* Задание
Извлеките дословно из текста о церковном расколе фрагмент, который начинается со слов, содержащих «И, наконец, необычайна», и заканчивается словами «начала уничтожать другую.».

* Источник
+---+
И, наконец, необычайна сама личность протопопа Аввакума, в характере которого сочетаются и крайний фанатизм, и какая-то удивительная человеческая терпимость, жестокость, твердость и нежность. Гневные пророчества и юмор, ирония, причем, очень часто, юмор по отношению к самому себе. И вот все эти обстоятельства и сошлись в одной точке, чтобы появилось это произведение, которое можно смело причислить к шедеврам мировой литературы. Но суть и пафос этой книги и этой личности будут непонятны, если обойти одну из великих трагедий русской истории, происшедших во второй половине 17-го века, - раскол. Тогда русский народ и русская земля раскололись на две части, и одна часть начала уничтожать другую.


Раскол начался, как известно, с реформы Патриарха Никона. Смысл этой реформы состоял в том, что Никон решил унифицировать православный обряд и священные книги, приведя их в единство с греческим православным обрядом. Патриарху Никону и царю Алексею Михайловичу казалось, что русские люди, по своему невежеству, в течение веков исказили истинно православную греческую веру – ведь православие пришло на Русь из Греции. И вот теперь настало время исправить, устранить эти ошибки. И были тогда приглашены греческие справщики книг, авторитетные греки, и, ориентируясь на них, Никон очень рассудочно, со страстной прямолинейностью и жестокостью начал устанавливать, так сказать, истинный канон. Но для русских людей, в их массе, эти новоприезжие греки не были достаточным авторитетом, несмотря на всю их просвещенность. И тот факт, что Константинополь уже находился к тому времени под властью турок, служил как бы лишним доводом в пользу старой русской веры. Вот Византия пала, благочестье уничтожено у греков, и только у нас, на Руси, оно сохраняется в каком-то первоначальном и чистом виде.
+---+
[Сохранённые записи из коллекции]
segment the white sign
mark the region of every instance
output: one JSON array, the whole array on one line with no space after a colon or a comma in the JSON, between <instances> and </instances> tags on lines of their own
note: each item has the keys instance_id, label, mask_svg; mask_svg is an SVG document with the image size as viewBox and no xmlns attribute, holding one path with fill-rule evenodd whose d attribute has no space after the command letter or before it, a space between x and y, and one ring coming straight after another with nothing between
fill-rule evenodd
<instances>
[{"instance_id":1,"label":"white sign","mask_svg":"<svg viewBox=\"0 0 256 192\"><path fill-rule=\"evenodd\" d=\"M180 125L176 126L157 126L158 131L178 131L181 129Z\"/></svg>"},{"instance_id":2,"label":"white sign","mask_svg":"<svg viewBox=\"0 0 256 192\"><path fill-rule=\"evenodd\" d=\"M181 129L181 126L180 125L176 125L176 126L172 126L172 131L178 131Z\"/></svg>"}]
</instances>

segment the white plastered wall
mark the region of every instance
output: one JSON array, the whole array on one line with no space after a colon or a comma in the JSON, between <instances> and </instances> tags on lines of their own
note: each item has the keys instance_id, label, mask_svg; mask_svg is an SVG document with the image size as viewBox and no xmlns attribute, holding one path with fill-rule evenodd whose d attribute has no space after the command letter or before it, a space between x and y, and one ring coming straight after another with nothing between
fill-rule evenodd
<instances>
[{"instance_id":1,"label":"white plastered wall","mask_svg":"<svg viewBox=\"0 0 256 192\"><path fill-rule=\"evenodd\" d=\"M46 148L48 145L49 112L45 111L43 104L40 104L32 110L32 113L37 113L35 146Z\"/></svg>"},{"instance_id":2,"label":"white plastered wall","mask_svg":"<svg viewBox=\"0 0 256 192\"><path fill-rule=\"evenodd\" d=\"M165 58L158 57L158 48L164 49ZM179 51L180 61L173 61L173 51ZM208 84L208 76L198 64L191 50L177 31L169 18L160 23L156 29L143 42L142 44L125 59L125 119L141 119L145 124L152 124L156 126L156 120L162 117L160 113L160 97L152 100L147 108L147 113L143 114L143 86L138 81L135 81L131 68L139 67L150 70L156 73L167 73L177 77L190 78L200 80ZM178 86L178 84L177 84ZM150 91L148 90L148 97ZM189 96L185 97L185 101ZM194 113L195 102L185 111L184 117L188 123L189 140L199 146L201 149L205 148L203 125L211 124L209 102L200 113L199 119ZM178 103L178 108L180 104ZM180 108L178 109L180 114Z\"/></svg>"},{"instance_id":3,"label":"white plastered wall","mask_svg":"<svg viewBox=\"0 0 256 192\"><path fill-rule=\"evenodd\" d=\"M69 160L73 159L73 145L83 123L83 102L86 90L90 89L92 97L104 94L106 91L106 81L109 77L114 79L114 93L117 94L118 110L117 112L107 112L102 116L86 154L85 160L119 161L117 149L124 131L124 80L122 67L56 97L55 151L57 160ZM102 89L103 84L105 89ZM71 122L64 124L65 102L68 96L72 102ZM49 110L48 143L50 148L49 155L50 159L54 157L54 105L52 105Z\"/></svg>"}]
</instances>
+---+
* Решение задания
И, наконец, необычайна сама личность протопопа Аввакума, в характере которого сочетаются и крайний фанатизм, и какая-то удивительная человеческая терпимость, жестокость, твердость и нежность. Гневные пророчества и юмор, ирония, причем, очень часто, юмор по отношению к самому себе. И вот все эти обстоятельства и сошлись в одной точке, чтобы появилось это произведение, которое можно смело причислить к шедеврам мировой литературы. Но суть и пафос этой книги и этой личности будут непонятны, если обойти одну из великих трагедий русской истории, происшедших во второй половине 17-го века, - раскол. Тогда русский народ и русская земля раскололись на две части, и одна часть начала уничтожать другую.